Document excerpt →
# # # # # # #

Recipharm invests €40m in serialisation

The serialisation of licensed drug products will be a legal requirement for companies in the EU from early 2019

Swedish contract development and manufacturing organisation (CDMO) Recipharm plans to invest €40m over the next three years to ensure state-of-the-art solutions for serialisation processes.

The move by the company comes as the announcement of the EU Falsified Medicines Directive (EUFMD) Safety Features Delegated Regulation is released. This means that the serialisation of licensed drug products will be a legal requirement for companies in the EU from early 2019.

Recipharm already provides serialised products in markets including Turkey, Korea and China. A newly established, dedicated global steering committee will now also work closely with clients in Europe to ensure they plan and implement changes that comply with pending regulatory requirements for drug serialisation.

# # # # # # #

Work item A → In the Recipharm article, rewrite the paragraph beginning "Recipharm already provides" as a short bulleted list that keeps its main facts.
Work item B → Pick up the Recipharm article after its last sentence and continue it.

Provided data →
# # # # # # #

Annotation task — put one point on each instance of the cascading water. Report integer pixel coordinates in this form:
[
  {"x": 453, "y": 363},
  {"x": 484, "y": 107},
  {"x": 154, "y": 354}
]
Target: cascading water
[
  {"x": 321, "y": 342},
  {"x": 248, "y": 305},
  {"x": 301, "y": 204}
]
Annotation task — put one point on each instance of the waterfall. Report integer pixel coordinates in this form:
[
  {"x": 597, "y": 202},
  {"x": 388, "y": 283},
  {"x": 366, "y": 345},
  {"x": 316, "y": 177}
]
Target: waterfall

# # # # # # #

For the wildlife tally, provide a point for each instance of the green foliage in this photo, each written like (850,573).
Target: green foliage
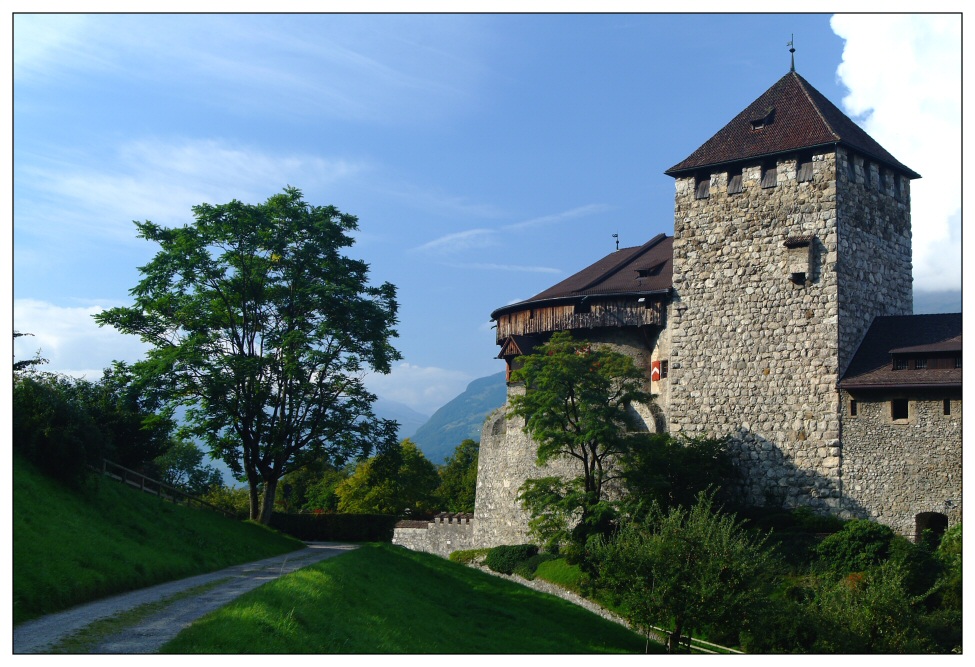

# # # # # # #

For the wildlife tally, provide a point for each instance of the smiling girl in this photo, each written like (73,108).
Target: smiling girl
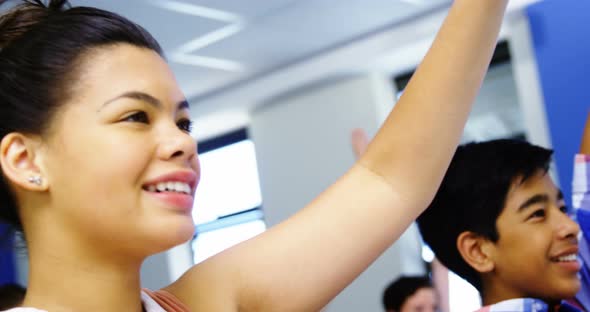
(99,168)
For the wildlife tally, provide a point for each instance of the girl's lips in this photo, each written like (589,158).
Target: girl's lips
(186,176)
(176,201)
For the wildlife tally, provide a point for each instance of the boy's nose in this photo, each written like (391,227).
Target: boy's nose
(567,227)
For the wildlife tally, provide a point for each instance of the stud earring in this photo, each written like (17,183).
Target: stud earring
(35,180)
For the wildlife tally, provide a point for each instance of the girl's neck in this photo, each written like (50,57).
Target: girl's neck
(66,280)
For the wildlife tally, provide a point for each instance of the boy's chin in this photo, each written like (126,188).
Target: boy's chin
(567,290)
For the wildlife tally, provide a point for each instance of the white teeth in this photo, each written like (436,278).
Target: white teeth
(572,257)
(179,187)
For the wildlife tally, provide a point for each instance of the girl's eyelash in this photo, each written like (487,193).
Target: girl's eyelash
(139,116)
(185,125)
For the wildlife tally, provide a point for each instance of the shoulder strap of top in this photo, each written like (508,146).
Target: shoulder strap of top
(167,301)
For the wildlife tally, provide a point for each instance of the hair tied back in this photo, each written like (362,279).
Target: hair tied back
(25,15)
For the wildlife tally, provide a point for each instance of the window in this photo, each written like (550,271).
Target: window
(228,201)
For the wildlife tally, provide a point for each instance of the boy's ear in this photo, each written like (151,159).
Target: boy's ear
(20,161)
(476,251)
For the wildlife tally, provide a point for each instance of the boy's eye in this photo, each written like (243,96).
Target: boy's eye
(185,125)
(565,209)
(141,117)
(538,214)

# # # # # # #

Your response A →
- Recipharm already sells serialized products in Turkey, Korea and China.
- A new dedicated global steering committee will work closely with clients in Europe.
- The committee will help them plan and implement changes that comply with upcoming drug serialization rules.

Your response B →
The company-wide serialisation project is being led by Staffan Widengren, Director Corporate Projects at Recipharm. He said: 'Having worked with many clients in Asia on track and traceability, we know the complications and challenges of serialising a product from start to finish. The process can be complex and time consuming, particularly if the right tools and expertise are not in place, so we need to move this issue up the agenda for firms in Europe.'

we are aiming to be as proactive as possible with the introduction of serialisation

He added: 'We know that several pharmaceutical companies are behind in their preparations, mainly because the changes seem so far away. In reality, these organisations must look ahead and face this issue head on as changes take a long time to implement in a complex supply chain.

'As a company, we are aiming to be as proactive as possible with the introduction of serialisation in order to support and advise our clients, create a clear strategy and prepare them for inevitable changes. If companies are underprepared, the new requirements have the potential to significantly impact their product supply. As a result, we expect to see increased demand for specialist outsourced services as the deadline looms ever closer.'

The industry-wide serialisation, aggregation and verification directive is expected to improve traceability of drugs, help in the fight against counterfeit products entering the supply chain and ultimately improve patient safety.

However, the implementation of required changes to the 2D barcodes on all saleable drug items will require significant investment from the pharmaceutical industry.

Recipharm serves 250+ customers and expects 85% of its production to require serialisation. The firm will also be ready for US serialisation from November 2017 in-line with the US Drug Supply Chain Security Act (DSCSA).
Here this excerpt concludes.